* [Work to complete]: Quote the records beneath, complete and exact. Leave out images.

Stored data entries
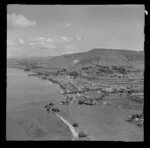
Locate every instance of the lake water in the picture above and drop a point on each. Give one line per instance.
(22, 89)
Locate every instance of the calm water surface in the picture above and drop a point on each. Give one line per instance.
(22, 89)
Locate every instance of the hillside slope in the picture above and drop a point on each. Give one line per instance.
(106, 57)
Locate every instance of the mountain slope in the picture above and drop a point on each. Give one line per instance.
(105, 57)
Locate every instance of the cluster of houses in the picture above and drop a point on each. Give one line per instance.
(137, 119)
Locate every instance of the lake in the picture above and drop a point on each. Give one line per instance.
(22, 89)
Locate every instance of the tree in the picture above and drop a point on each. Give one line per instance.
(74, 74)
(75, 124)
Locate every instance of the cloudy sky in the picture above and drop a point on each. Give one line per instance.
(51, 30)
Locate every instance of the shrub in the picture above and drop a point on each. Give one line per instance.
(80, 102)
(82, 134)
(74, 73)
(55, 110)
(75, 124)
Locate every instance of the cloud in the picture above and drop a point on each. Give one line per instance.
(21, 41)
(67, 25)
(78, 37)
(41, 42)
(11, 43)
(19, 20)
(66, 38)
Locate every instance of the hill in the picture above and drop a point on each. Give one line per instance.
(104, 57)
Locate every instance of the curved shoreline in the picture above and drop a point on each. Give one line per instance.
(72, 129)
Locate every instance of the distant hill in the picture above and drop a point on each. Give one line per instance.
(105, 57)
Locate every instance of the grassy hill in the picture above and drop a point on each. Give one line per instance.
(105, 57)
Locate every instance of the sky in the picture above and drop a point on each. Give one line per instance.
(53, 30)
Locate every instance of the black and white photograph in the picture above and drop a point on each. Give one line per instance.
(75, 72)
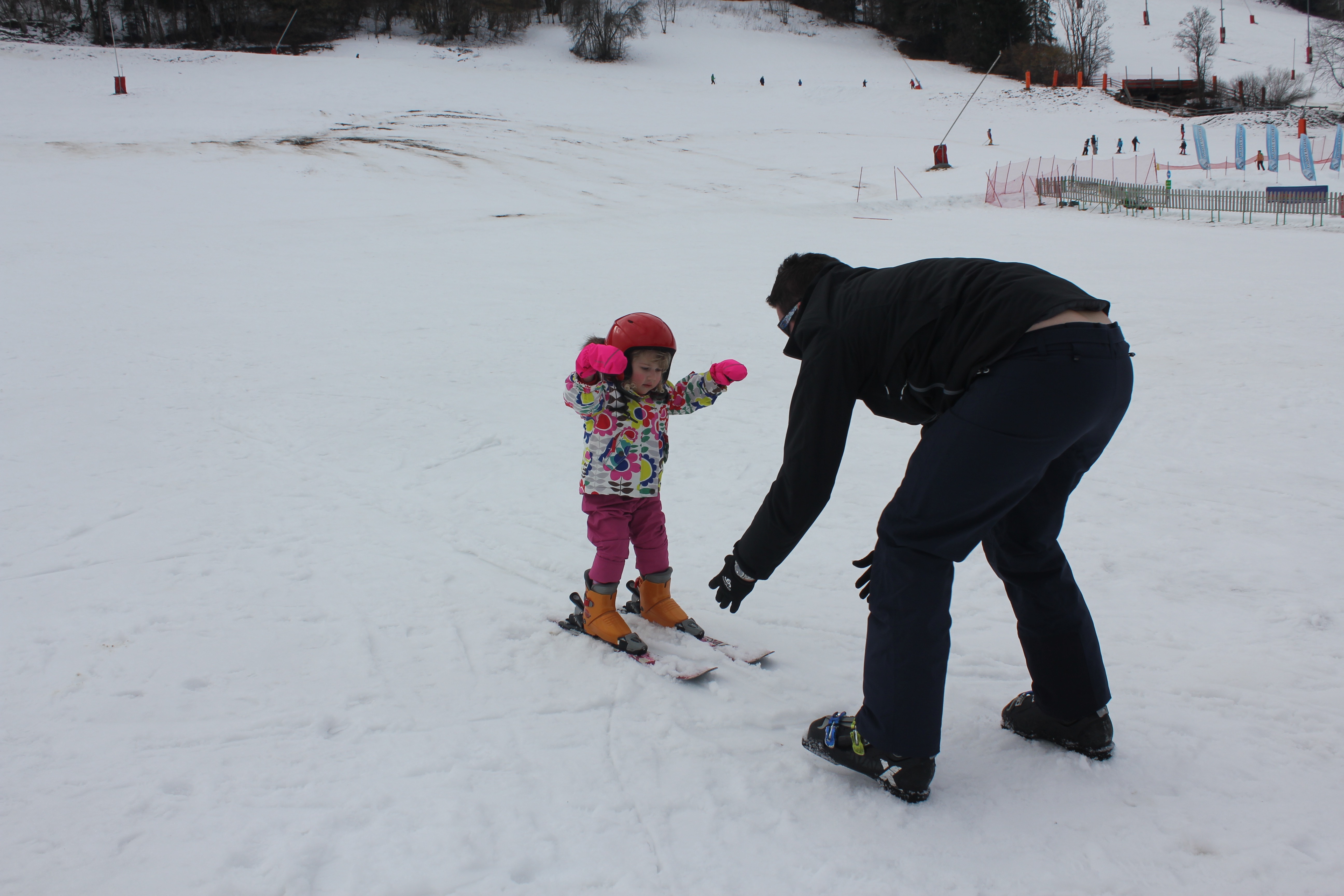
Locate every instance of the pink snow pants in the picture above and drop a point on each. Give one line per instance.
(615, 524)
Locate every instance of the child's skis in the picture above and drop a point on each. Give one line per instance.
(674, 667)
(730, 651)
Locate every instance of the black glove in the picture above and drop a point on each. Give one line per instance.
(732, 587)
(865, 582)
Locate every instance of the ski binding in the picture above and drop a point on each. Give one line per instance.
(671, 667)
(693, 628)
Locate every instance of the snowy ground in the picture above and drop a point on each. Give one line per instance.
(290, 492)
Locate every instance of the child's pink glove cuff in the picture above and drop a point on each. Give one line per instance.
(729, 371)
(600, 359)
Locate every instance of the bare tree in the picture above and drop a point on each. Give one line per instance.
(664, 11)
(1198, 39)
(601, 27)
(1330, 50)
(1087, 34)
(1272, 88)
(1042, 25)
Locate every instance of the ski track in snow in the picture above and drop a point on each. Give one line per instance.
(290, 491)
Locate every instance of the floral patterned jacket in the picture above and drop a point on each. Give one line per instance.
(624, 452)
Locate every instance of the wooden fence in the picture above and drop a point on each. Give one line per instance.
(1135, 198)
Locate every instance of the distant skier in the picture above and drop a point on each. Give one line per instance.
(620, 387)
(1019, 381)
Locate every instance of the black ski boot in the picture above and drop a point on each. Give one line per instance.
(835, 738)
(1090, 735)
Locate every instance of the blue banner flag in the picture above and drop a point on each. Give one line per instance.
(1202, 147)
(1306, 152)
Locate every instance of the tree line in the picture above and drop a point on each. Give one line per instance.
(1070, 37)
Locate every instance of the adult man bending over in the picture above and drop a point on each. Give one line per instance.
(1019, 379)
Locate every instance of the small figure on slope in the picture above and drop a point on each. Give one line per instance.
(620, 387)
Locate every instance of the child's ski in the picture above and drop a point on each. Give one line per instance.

* [Answer section]:
Locate every instance of the lake water in the picture above and drop a point on each. Give one line per instance.
(22, 89)
Locate every instance of the calm water surface in the picture above and drop a point on each. Give one line per instance.
(22, 89)
Locate every instance of the hillside slope in the picture above and drop a point on each. Give one line per instance.
(106, 57)
Locate every instance of the mountain slope in the picture above and drop a point on each. Give one line per instance.
(105, 57)
Locate every instance of the cluster of houses in the picture above and drop a point on each. Give one line per instance.
(137, 119)
Locate every instance of the lake in the picture above and drop a point on each. Give one line per instance.
(22, 89)
Locate every instance of the tree in the picture above and drop a point on each. Give one line per instance.
(74, 74)
(75, 124)
Locate every instance of the cloudy sky in the picture above and drop a point on each. Give one line per instance.
(51, 30)
Locate every instance of the shrub in the picture above and drop a point on each. Give one line per instance.
(80, 102)
(82, 134)
(74, 73)
(55, 110)
(75, 124)
Locate every instance of the cloud in the picture above and drop a point on each. Give one line per instance.
(21, 41)
(67, 25)
(78, 37)
(41, 42)
(11, 43)
(19, 20)
(66, 38)
Locate every instance of the hill in the picture above and drop a point on each. Give one line per instance.
(104, 57)
Locate every instance of the curved shoreline in the picture above and drop a point on each. Give one line per instance.
(72, 129)
Locate every instance of the distant hill in the picture above and drop a point on each. Give one line per instance.
(105, 57)
Locate every instance of the grassy hill in the picture above and drop a point on each. Give one line per instance.
(105, 57)
Locate every instance of the sky in the picture above and drop a point on each. Give one line per instance.
(53, 30)
Locate every instance of the black and white photograph in the picture above and drop a point on each. Give one line per instance.
(75, 72)
Locate every instance of the pink snow pants in the picture above and drop a point on each. Give one line per instance.
(615, 524)
Locate every instance of the child's skis in the picture above and drop a point on each. Give one line per instance.
(674, 667)
(730, 651)
Locate every instance of the black glove in the picture above and drop a point on each. Give one line per instance.
(732, 587)
(865, 582)
Locate every instance of the ski binding in the picture above and drop a point on each. Give one line per instance.
(671, 667)
(693, 628)
Locate every instance of the snowy ground in the picture above and drop a point on each. Give one line per instance.
(290, 492)
Locate every instance of the child's pink glove cuff in the picture above and drop a point on each. Give one line per instance.
(729, 371)
(600, 359)
Locate every instance of the bare tree in the picture above and drop a point on each. Give one line per instance.
(664, 11)
(1198, 39)
(601, 27)
(1330, 50)
(1087, 34)
(1272, 88)
(1042, 25)
Locate every instance of the ski track in snow in the picture above and drop a point on each. Give one line per instance.
(290, 491)
Locate every instance of the floral patterned jacket in the picture above and drop a point on each. Give one line per instance.
(624, 452)
Locate every instance of the wooden fence in the picture above and drop a point on each. Give one line per instance.
(1135, 198)
Locate every instance of the distant skier in the picture above and drop a point on each. Give one line per instance.
(620, 387)
(1019, 381)
Locate every instance of the black ski boot in the picture above and drop a point on each. Give one line per instance.
(835, 738)
(1090, 735)
Locate every instance of the blue banner flag in the picture above and drop a point on each. Give one line per instance.
(1202, 147)
(1306, 152)
Locate every instance of the tree line in the picture above and drop a point on each. Give one line per instance.
(1070, 37)
Locate every instance of the adult man bending over in the picture above and drop a point on each. Give one line per instance.
(1019, 379)
Locate every instance of the small figure on slope in the picture above and drop a point on each. Give one line per instance.
(620, 387)
Locate every instance of the child's ski in the picture above and drop a point on each. Give one line per instance.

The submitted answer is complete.